Excerpts from point annotation data:

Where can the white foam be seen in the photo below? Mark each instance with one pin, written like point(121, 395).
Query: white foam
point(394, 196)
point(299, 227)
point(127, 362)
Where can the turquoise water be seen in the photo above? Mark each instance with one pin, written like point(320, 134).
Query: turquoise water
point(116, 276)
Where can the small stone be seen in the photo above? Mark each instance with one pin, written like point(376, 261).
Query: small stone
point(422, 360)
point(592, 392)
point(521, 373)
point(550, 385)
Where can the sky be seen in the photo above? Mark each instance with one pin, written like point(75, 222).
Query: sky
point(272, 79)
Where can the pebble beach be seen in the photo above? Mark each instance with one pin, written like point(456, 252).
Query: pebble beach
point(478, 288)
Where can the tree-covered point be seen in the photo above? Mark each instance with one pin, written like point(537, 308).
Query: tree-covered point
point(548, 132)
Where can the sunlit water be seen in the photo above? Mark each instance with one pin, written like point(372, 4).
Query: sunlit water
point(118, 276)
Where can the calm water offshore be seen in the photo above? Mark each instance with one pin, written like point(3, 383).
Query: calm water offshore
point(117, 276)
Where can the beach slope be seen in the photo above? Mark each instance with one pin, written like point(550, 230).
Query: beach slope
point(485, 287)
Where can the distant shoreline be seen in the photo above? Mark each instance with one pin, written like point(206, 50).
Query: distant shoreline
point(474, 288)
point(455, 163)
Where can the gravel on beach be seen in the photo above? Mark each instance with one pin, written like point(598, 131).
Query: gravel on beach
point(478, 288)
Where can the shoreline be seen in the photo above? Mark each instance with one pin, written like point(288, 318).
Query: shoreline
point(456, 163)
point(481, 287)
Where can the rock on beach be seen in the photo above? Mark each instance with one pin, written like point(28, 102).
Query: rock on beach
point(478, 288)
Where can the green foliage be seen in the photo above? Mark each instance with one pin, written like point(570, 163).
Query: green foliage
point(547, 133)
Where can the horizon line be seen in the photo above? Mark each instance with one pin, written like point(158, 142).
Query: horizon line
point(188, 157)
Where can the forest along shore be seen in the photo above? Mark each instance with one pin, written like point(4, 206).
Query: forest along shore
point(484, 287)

• What you should do:
Please replace "green foliage" with "leafy vegetation" in the rows from the line containing "Where can the green" through the end of the rows, leaving everything else unchanged.

• Written response:
Where can the leafy vegetation be seen in the photo above? Mark each instance with one pin, written like point(570, 163).
Query: leafy vegetation
point(547, 133)
Where can the horizon line be seen in the photo above? Mark each instance with one pin, written like point(158, 142).
Query: horizon line
point(188, 157)
Where can the forest along shore be seen in the photo above? Mark each instance with one pin, written like point(4, 206).
Query: forest along shore
point(484, 287)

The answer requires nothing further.